WHAT TO PRODUCE → The reply should be an exact transcription of every record.

DATA FOR REVIEW →
..........
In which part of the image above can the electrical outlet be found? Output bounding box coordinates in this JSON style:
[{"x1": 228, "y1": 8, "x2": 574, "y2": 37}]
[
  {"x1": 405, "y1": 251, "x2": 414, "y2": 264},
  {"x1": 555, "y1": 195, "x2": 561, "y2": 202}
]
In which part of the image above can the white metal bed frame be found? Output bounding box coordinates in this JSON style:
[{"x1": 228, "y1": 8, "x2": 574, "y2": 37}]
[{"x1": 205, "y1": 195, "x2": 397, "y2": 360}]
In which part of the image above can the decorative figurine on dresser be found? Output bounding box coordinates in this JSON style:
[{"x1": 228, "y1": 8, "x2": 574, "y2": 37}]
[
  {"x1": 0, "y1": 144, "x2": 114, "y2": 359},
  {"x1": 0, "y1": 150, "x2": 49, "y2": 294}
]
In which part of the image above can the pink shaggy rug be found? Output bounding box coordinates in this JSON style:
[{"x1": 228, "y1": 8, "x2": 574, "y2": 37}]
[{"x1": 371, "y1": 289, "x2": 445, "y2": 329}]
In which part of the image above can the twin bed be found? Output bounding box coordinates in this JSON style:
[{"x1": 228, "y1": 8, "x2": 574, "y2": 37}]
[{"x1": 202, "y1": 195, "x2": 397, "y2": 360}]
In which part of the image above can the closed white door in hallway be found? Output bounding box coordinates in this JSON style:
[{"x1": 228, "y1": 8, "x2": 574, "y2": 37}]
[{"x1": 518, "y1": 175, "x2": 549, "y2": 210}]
..........
SOLVED PROBLEM →
In which part of the image above can the electrical outlet be found? Output bounding box coordinates in this JSON style:
[{"x1": 228, "y1": 8, "x2": 574, "y2": 37}]
[
  {"x1": 405, "y1": 251, "x2": 414, "y2": 264},
  {"x1": 555, "y1": 195, "x2": 561, "y2": 202}
]
In which part of the image above can the white metal bed frame be found? Output bounding box coordinates in this JSON style:
[{"x1": 228, "y1": 8, "x2": 574, "y2": 37}]
[{"x1": 205, "y1": 195, "x2": 397, "y2": 360}]
In which part of the image above can the decorative figurine on dresser be found? Output bounding box coordinates in this JSON style:
[{"x1": 228, "y1": 8, "x2": 574, "y2": 37}]
[
  {"x1": 0, "y1": 144, "x2": 114, "y2": 359},
  {"x1": 0, "y1": 150, "x2": 49, "y2": 294}
]
In which part of the image above can the pink shaggy rug be found? Output bounding box coordinates in this JSON style:
[{"x1": 228, "y1": 8, "x2": 574, "y2": 37}]
[{"x1": 371, "y1": 289, "x2": 445, "y2": 329}]
In which part of the image above can the twin bed be found? Output bounding box coordinates in this JSON style:
[{"x1": 228, "y1": 8, "x2": 574, "y2": 37}]
[{"x1": 202, "y1": 195, "x2": 397, "y2": 360}]
In which part of the image above can the closed white door in hallway be found? Output bounding box coordinates in this JSON style:
[{"x1": 228, "y1": 8, "x2": 574, "y2": 37}]
[{"x1": 518, "y1": 175, "x2": 549, "y2": 210}]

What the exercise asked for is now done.